Reviews for the film were positive with special emphasis given to how it conveys children's special ability to turn settings into magical outdoor play environments. Alfredo Manteca for Videodromo believed the film is a benchmark in both animation style and story telling for young children: "Yoko and His Friends is an absolute vindication of the park as a leisure center for children." The reviewer acknowledged the city life has changed society considerably but the film reminds parents that children's ability to play outside has never been banished. In terms of animation, "they bet on groundbreaking, modern, geometric and colorful settings that will surely attract the attention of children." Alicia Arribas for El Confidencial noted the film "reminds parents that there is nothing more fun than a child's imagination and that there is no space that cannot become magical, even if it is an inhospitable city."

## Tasks to carry out
(a) Decide whether each statement agrees with the passage on reviews of Yoko and His Friends, answering yes or no and quoting the deciding words: (i) One reviewer called the film an absolute vindication of the park as a leisure center for children. (ii) The reviews of the film were largely negative. (iii) Alicia Arribas reviewed the film for Videodromo.
(b) Supply the text that follows the last sentence of the passage on reviews of Yoko and His Friends.
The records that follow were taken from a separate source and have no connection to the text above.

## Given entries
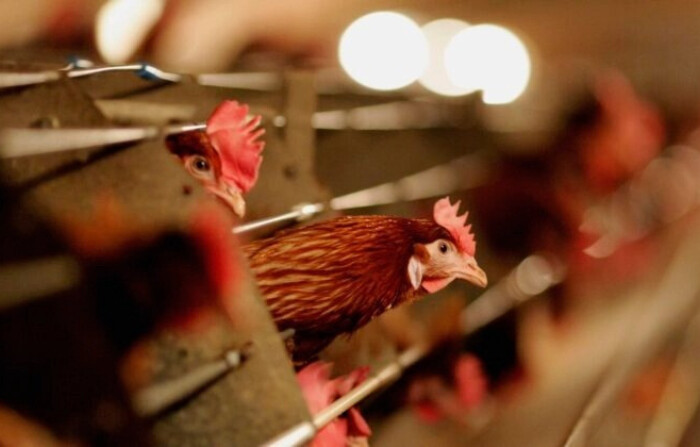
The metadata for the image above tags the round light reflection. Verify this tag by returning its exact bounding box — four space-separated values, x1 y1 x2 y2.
95 0 165 64
338 11 428 90
445 25 531 104
418 19 474 96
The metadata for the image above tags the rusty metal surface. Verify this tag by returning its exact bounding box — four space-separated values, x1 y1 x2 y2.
0 65 314 446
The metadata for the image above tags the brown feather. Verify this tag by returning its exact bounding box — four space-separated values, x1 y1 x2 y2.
244 216 451 358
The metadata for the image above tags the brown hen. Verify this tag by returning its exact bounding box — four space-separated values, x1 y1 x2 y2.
244 198 487 364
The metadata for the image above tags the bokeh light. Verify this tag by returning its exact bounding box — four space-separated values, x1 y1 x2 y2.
338 11 428 90
95 0 165 64
445 24 531 104
418 19 474 96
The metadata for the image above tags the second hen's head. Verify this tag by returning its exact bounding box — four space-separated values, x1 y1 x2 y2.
408 197 488 293
166 101 264 217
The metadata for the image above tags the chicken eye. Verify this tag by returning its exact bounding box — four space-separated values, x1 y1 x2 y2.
192 157 211 172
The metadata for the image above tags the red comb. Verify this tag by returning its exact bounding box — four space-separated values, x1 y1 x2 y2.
433 197 476 256
207 101 265 193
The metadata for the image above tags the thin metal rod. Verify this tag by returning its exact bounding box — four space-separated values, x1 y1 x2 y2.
132 350 245 417
0 59 282 91
233 203 325 234
233 153 491 234
264 255 563 447
0 123 206 158
132 329 294 417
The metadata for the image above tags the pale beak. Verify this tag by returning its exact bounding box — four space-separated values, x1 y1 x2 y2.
455 255 489 287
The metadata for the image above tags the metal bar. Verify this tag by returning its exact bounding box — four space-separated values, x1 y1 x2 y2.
132 350 245 417
132 329 294 417
233 203 325 234
0 59 282 91
263 255 563 447
0 123 206 158
233 153 491 234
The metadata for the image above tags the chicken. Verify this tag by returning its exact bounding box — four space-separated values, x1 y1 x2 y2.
244 198 487 364
297 362 372 447
165 101 265 217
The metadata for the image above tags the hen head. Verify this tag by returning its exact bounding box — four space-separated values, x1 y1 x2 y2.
408 197 488 293
166 101 265 217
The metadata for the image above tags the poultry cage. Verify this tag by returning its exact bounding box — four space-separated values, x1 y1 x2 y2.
5 4 700 447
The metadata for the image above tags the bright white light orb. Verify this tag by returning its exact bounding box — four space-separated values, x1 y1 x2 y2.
95 0 165 64
418 19 474 96
338 11 428 90
445 25 532 104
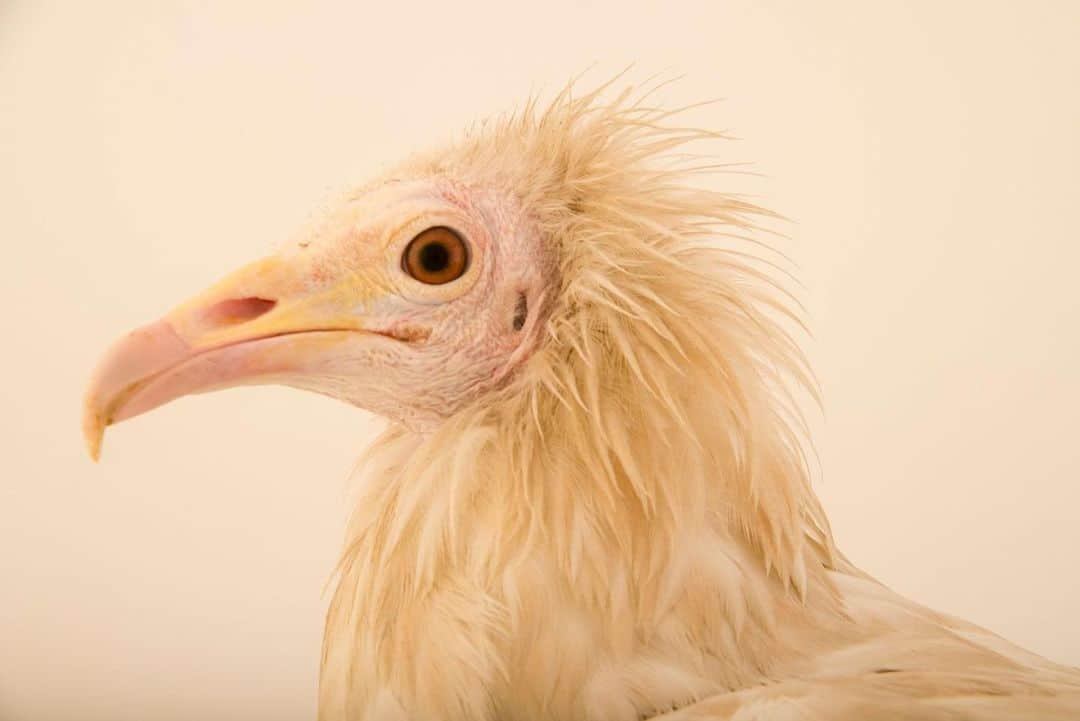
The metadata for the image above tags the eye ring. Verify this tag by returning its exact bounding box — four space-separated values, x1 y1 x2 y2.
402 226 469 285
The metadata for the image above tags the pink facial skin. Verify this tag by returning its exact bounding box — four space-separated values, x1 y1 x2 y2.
83 177 552 458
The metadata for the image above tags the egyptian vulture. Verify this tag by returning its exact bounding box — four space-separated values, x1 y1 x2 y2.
84 84 1080 721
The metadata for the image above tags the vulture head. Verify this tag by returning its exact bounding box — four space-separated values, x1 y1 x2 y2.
83 78 835 719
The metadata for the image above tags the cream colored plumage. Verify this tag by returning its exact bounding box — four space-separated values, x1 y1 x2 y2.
87 76 1080 721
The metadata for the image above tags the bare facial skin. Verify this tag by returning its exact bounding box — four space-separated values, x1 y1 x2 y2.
83 177 545 458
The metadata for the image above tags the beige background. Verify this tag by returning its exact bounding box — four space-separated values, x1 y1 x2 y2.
0 0 1080 721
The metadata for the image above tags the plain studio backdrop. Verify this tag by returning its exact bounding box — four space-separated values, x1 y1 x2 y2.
0 0 1080 721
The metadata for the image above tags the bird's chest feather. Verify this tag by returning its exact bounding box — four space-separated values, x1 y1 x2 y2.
321 524 794 721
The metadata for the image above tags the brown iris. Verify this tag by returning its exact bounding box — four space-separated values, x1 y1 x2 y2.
402 226 469 285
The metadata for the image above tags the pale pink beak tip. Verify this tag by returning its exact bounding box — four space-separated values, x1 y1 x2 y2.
82 321 191 461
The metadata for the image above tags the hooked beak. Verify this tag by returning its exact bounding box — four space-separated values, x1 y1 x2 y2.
82 256 381 460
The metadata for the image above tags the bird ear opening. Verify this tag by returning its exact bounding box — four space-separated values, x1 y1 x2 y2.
513 291 529 332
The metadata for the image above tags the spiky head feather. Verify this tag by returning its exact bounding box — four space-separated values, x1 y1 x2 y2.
322 78 834 719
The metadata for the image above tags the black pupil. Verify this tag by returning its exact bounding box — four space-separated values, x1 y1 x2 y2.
412 243 450 273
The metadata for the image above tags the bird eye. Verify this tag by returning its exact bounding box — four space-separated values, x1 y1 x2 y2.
402 226 469 285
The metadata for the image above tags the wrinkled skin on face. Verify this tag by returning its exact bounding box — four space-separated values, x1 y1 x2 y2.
83 177 552 458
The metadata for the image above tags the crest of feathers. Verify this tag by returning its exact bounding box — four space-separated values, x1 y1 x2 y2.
322 77 836 718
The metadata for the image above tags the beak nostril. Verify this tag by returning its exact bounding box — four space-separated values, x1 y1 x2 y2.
203 297 278 326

## Responses for each task
(a)
(i) Yes: "Yoko and His Friends is an absolute vindication of the park as a leisure center for children."
(ii) No: "Reviews for the film were positive"
(iii) No: "Alicia Arribas for El Confidencial"

(b)
In Argentina, at the 16 April 2016 Buenos Aires International Festival of Independent Cinema the film premiered at the Little Bafici section. A review for BAFICI, explained the film is "an invitation to play outside, far from the illuminated screens, with other children. That is Yoko and His Friends, is healthy as a plate of vegetables in its values and delicious as assorted candy." At the Canary Islands, the film was one of the four selection at the children's section The Magic Lantern for the Las Palmas de Gran Canaria International Film Festival.

== Accolades ==
The film has won or has been nominated for a host of accolades. At the Seville European Film Festival 2015, the children and youth audience of the Europa Junior section awarded the Giraldillo Junior awarded to the directors of Yoko and His Friends. The Spanish Film Academy nominated the Basque film for best animation at the 2016 Goya Awards. The international festival known as El Festival El Chupete (El Pacuete Festival) of children's media and communications in Spain awarded the Special Award to Yoko y sus amigos.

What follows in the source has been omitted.